Pointing dataset excerpts
--- --- ---

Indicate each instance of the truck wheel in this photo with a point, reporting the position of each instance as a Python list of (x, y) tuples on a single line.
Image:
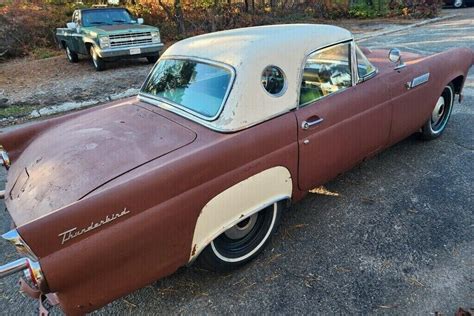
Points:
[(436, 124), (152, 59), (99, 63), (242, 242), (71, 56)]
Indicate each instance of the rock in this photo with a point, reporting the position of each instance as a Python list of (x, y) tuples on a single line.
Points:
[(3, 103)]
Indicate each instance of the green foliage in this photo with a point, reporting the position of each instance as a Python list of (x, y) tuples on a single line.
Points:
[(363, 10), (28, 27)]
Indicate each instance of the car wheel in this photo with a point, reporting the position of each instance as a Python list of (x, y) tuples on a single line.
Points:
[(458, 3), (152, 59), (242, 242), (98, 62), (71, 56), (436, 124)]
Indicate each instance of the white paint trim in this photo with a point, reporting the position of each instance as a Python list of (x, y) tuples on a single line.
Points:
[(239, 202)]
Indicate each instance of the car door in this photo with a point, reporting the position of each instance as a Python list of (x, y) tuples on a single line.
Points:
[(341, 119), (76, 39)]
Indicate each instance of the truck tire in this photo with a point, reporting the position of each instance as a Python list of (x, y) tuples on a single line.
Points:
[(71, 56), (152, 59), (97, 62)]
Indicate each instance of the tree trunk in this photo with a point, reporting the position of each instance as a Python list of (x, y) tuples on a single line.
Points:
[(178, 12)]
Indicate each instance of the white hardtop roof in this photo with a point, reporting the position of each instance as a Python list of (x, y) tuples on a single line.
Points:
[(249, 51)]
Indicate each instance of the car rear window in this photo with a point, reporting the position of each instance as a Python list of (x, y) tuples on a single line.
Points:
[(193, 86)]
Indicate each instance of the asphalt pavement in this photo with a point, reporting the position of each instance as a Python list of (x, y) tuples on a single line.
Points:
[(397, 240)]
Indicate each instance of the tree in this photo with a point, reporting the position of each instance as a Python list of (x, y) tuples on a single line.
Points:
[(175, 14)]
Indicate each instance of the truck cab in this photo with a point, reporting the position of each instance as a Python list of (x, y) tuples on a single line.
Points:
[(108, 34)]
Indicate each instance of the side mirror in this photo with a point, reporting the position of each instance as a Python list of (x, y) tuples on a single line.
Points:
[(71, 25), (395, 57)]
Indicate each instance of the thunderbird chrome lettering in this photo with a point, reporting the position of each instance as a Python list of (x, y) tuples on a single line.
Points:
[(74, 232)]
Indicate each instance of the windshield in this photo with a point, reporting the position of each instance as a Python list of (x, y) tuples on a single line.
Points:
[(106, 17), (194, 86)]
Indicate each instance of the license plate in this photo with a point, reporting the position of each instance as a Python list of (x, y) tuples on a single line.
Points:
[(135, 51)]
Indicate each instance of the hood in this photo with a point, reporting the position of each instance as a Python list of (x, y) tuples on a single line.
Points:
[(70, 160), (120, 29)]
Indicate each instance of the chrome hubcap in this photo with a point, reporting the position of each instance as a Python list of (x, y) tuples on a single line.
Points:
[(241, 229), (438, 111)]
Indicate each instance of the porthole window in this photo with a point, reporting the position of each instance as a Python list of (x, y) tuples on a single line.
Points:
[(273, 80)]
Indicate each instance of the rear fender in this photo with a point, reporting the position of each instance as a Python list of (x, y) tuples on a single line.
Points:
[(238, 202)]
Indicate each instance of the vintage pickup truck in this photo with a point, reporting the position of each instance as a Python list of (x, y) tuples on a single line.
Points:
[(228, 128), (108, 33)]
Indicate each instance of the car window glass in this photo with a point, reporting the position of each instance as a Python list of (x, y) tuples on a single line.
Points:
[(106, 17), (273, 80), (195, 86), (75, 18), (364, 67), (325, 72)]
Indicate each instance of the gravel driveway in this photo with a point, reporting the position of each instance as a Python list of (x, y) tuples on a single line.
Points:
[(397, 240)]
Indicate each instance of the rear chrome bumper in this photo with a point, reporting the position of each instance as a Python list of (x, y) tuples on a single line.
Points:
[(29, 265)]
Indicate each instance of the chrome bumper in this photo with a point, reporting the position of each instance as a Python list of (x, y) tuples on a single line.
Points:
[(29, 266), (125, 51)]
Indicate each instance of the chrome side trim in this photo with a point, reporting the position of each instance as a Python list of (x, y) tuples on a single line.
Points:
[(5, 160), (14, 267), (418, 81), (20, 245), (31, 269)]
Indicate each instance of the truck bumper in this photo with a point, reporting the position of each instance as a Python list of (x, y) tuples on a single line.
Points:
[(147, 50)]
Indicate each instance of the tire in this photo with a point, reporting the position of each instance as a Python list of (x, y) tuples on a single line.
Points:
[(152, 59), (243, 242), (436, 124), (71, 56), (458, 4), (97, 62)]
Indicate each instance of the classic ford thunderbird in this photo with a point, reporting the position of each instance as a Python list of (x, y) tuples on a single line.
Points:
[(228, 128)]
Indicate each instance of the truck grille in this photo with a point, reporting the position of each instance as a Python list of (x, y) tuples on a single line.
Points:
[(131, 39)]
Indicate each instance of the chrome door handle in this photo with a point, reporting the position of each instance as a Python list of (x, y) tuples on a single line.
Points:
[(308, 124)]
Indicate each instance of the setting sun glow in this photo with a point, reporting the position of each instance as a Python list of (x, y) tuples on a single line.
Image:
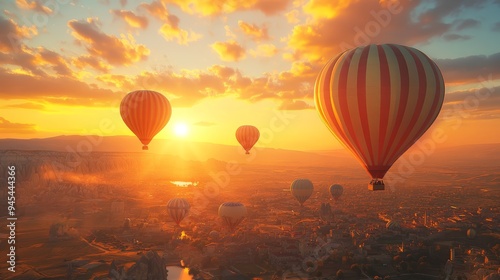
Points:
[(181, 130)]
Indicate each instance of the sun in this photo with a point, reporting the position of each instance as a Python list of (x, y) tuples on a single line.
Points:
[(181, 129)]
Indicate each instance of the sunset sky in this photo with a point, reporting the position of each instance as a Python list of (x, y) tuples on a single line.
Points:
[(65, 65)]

--- --- ---

### OBJECTIVE:
Rewrite the data from the line with "Indicate each instance of the hood" up to and including the line with "67), (325, 72)]". Keep every line of wording unchanged, and rescale each coordinate in the point lists by 2.55, rounding to whole numbers with halves rounded up.

### FULL ANSWER:
Indicate each instance of the hood in this photo with a point, reporting the position of each instance as a Python list of (x, y) tuples on a single line.
Points:
[(179, 408), (306, 74)]
Indicate each instance of the chrome hubcap in this photo with a point, reporting the position of each instance as a Python list of (x, y) tuples on a single line.
Points:
[(615, 584), (1117, 283)]
Indicate each instance of the porthole window in this photo with a point, reporting the position of each instance as a Python list of (x, y) tuples on a single line.
Points:
[(696, 204)]
Indicate each instance of the rear fender in this photo with a point, reporting the position of each instance as a Python list of (x, y) tuples on a single line.
Points:
[(607, 515)]
Indicate each instance of the vintage pickup truck in this photo with a point, reporting the position of each instance as a Python list of (x, y) tuples on a single line.
Points:
[(581, 326), (275, 84)]
Indicate each instance of the car window glass in this photo with a point, reporting the position of each instance as a Python list of (x, y) tuples on a single line.
Points:
[(270, 43), (696, 204), (497, 219), (191, 46), (928, 171), (829, 184)]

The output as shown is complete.